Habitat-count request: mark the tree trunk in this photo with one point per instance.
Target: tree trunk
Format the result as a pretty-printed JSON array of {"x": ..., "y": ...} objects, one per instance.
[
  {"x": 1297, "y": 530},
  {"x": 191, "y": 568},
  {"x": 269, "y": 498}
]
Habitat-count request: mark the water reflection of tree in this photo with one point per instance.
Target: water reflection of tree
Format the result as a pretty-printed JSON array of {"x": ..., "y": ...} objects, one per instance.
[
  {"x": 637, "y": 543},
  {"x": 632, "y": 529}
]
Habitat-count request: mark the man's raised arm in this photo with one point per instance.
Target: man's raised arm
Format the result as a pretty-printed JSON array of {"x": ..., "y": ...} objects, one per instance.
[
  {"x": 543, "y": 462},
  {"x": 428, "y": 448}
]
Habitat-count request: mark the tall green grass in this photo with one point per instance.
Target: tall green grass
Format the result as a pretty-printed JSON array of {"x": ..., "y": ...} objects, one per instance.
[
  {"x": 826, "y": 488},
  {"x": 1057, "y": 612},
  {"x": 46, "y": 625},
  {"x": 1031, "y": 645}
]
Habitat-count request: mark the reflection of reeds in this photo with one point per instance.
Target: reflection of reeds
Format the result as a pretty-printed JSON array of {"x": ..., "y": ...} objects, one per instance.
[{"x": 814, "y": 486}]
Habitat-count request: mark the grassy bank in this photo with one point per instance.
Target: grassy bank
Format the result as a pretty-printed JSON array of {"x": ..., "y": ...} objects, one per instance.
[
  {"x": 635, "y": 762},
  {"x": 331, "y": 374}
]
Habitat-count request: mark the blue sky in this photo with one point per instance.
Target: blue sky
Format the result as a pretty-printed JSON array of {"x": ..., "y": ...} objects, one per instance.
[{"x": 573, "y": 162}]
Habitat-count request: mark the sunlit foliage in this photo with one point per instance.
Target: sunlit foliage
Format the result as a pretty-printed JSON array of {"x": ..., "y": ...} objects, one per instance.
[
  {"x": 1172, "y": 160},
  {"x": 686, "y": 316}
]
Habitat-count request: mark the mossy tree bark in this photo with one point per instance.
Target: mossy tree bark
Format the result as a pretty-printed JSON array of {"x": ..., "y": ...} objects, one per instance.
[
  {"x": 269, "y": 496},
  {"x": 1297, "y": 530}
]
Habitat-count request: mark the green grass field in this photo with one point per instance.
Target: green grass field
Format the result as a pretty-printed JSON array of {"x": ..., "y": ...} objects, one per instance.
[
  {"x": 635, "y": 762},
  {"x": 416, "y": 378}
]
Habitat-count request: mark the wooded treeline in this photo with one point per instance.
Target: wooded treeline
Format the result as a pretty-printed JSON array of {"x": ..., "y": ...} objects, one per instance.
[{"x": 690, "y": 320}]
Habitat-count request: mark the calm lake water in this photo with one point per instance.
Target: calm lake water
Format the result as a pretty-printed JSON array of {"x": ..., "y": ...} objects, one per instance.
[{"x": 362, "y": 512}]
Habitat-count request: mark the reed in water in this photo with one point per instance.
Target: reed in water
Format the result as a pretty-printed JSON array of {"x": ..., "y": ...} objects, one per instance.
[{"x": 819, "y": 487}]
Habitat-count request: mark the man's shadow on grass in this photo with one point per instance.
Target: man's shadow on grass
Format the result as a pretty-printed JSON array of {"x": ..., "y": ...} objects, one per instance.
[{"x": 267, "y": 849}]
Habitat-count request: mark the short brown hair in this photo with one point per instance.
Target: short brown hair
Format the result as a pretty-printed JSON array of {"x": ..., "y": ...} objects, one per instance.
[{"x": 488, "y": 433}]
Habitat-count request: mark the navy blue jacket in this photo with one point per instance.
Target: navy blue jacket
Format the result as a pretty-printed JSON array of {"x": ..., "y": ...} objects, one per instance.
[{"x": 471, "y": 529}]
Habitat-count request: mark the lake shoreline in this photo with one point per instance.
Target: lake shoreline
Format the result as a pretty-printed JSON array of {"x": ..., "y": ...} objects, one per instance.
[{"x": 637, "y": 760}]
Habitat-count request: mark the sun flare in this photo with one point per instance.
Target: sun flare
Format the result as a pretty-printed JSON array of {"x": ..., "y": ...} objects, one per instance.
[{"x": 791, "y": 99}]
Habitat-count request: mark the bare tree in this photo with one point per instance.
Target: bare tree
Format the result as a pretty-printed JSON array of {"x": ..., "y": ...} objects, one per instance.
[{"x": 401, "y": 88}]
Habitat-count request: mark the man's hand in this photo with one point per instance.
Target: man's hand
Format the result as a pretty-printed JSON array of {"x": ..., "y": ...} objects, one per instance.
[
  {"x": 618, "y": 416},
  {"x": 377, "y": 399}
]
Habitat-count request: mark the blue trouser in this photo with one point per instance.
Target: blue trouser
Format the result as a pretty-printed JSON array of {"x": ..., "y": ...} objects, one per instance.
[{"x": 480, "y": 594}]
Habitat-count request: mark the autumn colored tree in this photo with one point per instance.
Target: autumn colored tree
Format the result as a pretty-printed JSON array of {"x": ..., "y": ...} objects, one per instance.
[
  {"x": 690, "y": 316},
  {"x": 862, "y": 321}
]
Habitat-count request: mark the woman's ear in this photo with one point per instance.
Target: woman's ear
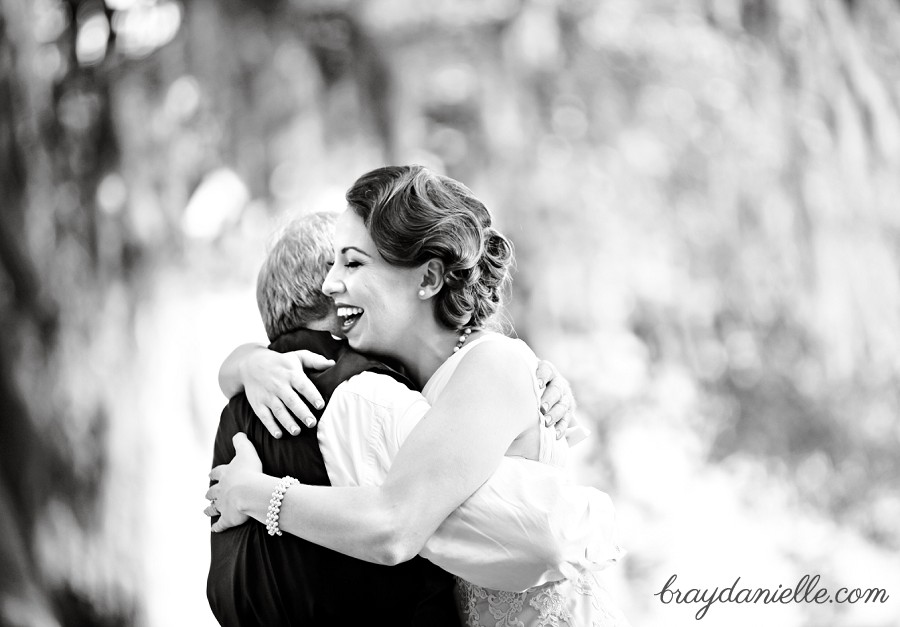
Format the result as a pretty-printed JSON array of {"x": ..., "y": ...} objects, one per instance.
[{"x": 432, "y": 272}]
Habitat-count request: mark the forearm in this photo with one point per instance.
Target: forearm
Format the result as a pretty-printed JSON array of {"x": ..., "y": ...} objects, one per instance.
[
  {"x": 230, "y": 377},
  {"x": 358, "y": 521}
]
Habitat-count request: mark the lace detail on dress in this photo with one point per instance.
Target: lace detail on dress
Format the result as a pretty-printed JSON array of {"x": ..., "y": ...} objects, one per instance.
[{"x": 579, "y": 603}]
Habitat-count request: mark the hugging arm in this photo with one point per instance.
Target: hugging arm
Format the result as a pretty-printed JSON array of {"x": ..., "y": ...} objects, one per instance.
[
  {"x": 274, "y": 383},
  {"x": 485, "y": 406}
]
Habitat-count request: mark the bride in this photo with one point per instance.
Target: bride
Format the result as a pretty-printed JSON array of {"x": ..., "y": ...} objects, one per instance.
[{"x": 418, "y": 274}]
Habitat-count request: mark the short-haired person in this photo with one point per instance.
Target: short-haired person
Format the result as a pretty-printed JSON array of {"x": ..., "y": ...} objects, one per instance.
[{"x": 418, "y": 274}]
┄┄┄┄┄┄
* Goal: In every row above, replace "Habitat-count request" with "Point-labeling request" and give the rows again with nothing else changed. Leave the pictures out of your answer.

* Expected output:
Point-labeling request: mark the tree trunk in this photo with one point per instance.
Target: tree trunk
Format the result as a pretty-printed JSON array of {"x": ..., "y": ...} objects, one per instance.
[
  {"x": 1297, "y": 530},
  {"x": 191, "y": 568},
  {"x": 269, "y": 498}
]
Point-labeling request: mark the water reflection of tree in this photo with one point per instance.
Target: water reflection of tree
Format the result as a pretty-printed JSON array of {"x": ..., "y": ...} objects, one per instance.
[
  {"x": 637, "y": 543},
  {"x": 632, "y": 529}
]
Point-labeling request: mark the man's raised arm in this photo with one point per instance.
Target: man's raised arm
Format the result as a pretty-printed JSON array of {"x": ..., "y": ...} objects, one per instance.
[
  {"x": 543, "y": 462},
  {"x": 428, "y": 448}
]
Point-labeling request: mark the tall green grass in this photo with one point per instance.
Target: tall green grass
Format the result as a pretty-printed JSON array of {"x": ..., "y": ...} objects, one per instance.
[
  {"x": 826, "y": 488},
  {"x": 1057, "y": 612},
  {"x": 46, "y": 625},
  {"x": 1031, "y": 645}
]
Point-labeling request: mark the reflection of reeds in this photo with one point per instance.
Target: reflection of reeds
Format the result as a pretty-printed JSON array of {"x": ..., "y": ...} objects, one per instance.
[{"x": 814, "y": 486}]
Point-labeling request: mark the grassy bank in this photo with one point per instance.
Target: grassy bank
Format the result as a pretty-printed JSON array of {"x": ..., "y": ...} objects, one per instance.
[
  {"x": 635, "y": 762},
  {"x": 331, "y": 374}
]
Point-labeling request: mark the blue sky in this photo with one point per instance.
Target: blue sky
Format the result as a pretty-printed JSON array of {"x": ..., "y": ...} objects, one per instance.
[{"x": 573, "y": 162}]
Point-labeling request: mark the sunlit foliage in this photo with one point per instance.
Target: sunlit foliage
Format the result as a pretty-printed JSON array of {"x": ..., "y": ...} objects, one per instance.
[
  {"x": 1172, "y": 160},
  {"x": 686, "y": 316}
]
Point-labeling request: mark the mossy tree bark in this photo with one point per instance.
Target: mossy tree bark
Format the result as a pretty-printed JSON array of {"x": ..., "y": ...} objects, one per instance.
[
  {"x": 269, "y": 496},
  {"x": 1297, "y": 530}
]
Point-labeling request: mark the green grass field in this photo with one point per instance.
Target: green grass field
Format the result as a pretty-printed JSON array of {"x": ..., "y": ...} objects, one per instance.
[
  {"x": 635, "y": 762},
  {"x": 416, "y": 378}
]
Point-labeling request: mark the wooded treeline in this photo with one point per instance.
Target: wooded treeline
Format the result as a pretty-printed JSON array of {"x": ..., "y": ...} objects, one per instance.
[{"x": 690, "y": 320}]
Point-labeling request: mark the calm lake water in this photo with one point per instance.
Target: calm lake water
Format the result as a pretty-printed JSON array of {"x": ..., "y": ...} objects, one per instance.
[{"x": 362, "y": 512}]
Point-labeling request: mark the reed in water in this photo with one point per instance.
Target: reed in water
Format the result as a pretty-printed JSON array of {"x": ..., "y": ...} objects, one per instance.
[{"x": 819, "y": 487}]
Point-labeling request: mark the man's shadow on grass in this photo with one point per instance.
Target: man's shadow on grass
Format the result as a pretty-printed JSON array of {"x": ..., "y": ...} objects, one per instance.
[{"x": 267, "y": 849}]
Point-labeling request: mark the short brown hair in this photo with one point per instance.
Target: short brown hair
Format the result as a pretty-printed JSON array of {"x": ..., "y": ...} objects, one per instance.
[{"x": 488, "y": 433}]
Point-labeling request: mark the navy blue jacket in this photo with one point per instance.
Target: navy blue jacket
Format the result as a pretty-printed JSON array of {"x": ..., "y": ...} objects, one per instance.
[{"x": 471, "y": 529}]
Point-labeling request: mark the lake shoreline in this photo with one point per instance.
Target: lake shoreline
Format the result as a pretty-printed JSON array of {"x": ..., "y": ...} objects, one per instance.
[{"x": 637, "y": 760}]
Point-labeling request: mark the sun flare in this photo with one point per instance.
Target: sun flare
Format the result as a pretty-printed JSON array of {"x": ..., "y": ...} objects, one per instance.
[{"x": 791, "y": 99}]
Point-labeling request: mark the bare tree in this photo with one point per instance.
Target: bare tree
Format the result as a pretty-printed JSON array of {"x": ..., "y": ...} objects, one per instance.
[{"x": 401, "y": 88}]
Point-labeling request: mark the man's hand in this photo with one point per instance.
Target: man's hand
Format the result as a pretty-printed JSON array of {"x": ..., "y": ...} objects, one per instance.
[
  {"x": 618, "y": 416},
  {"x": 377, "y": 399}
]
Point-labeling request: mark the blue trouser in this photo with one point per instance.
Target: blue trouser
Format the result as a pretty-printed JSON array of {"x": ..., "y": ...} objects, one per instance.
[{"x": 480, "y": 594}]
Point-labeling request: mark the autumn colored tree in this photo with one point per instance.
Target: autumn colored tree
Format the result as a pretty-printed JSON array of {"x": ..., "y": ...} objects, one per instance.
[
  {"x": 690, "y": 316},
  {"x": 862, "y": 321}
]
Point-labeling request: mark the woman's ear in this photo with one point per instance.
Target: woman's ear
Format the result as a pretty-printed JSON array of {"x": ..., "y": ...} objects, one per instance.
[{"x": 432, "y": 272}]
Point-labeling request: mark the forearm in this photo with one point per instance.
Target: forearm
Format the result as a pretty-printed JSON array of {"x": ..., "y": ...} objects, one per instance.
[
  {"x": 230, "y": 377},
  {"x": 358, "y": 521}
]
Point-labeling request: mark the lace detail on dress in this photo with one point per instance.
Target: lace detail on dress
Format the result as a pretty-printed JSON array of {"x": ..., "y": ...} objects, one per instance.
[{"x": 579, "y": 603}]
Point-labeling request: mark the hugging arm in this photo with one point per instance.
Target: hugging arm
Format the result as a pretty-printed JSON array of {"x": ..., "y": ...} objects, one per instance.
[
  {"x": 274, "y": 383},
  {"x": 485, "y": 406}
]
Point-labeling request: mark the bride in this photo with one point per instance.
Target: bride
Format the result as a pretty-printed JSON array of {"x": ..., "y": ...} objects, one per instance.
[{"x": 418, "y": 274}]
Point-labeling request: mark the short-haired person in this photo with one point per instance.
Target: short-haired person
Format the result as a pretty-printed JSON array of {"x": ..., "y": ...} objects, one per instance.
[{"x": 418, "y": 274}]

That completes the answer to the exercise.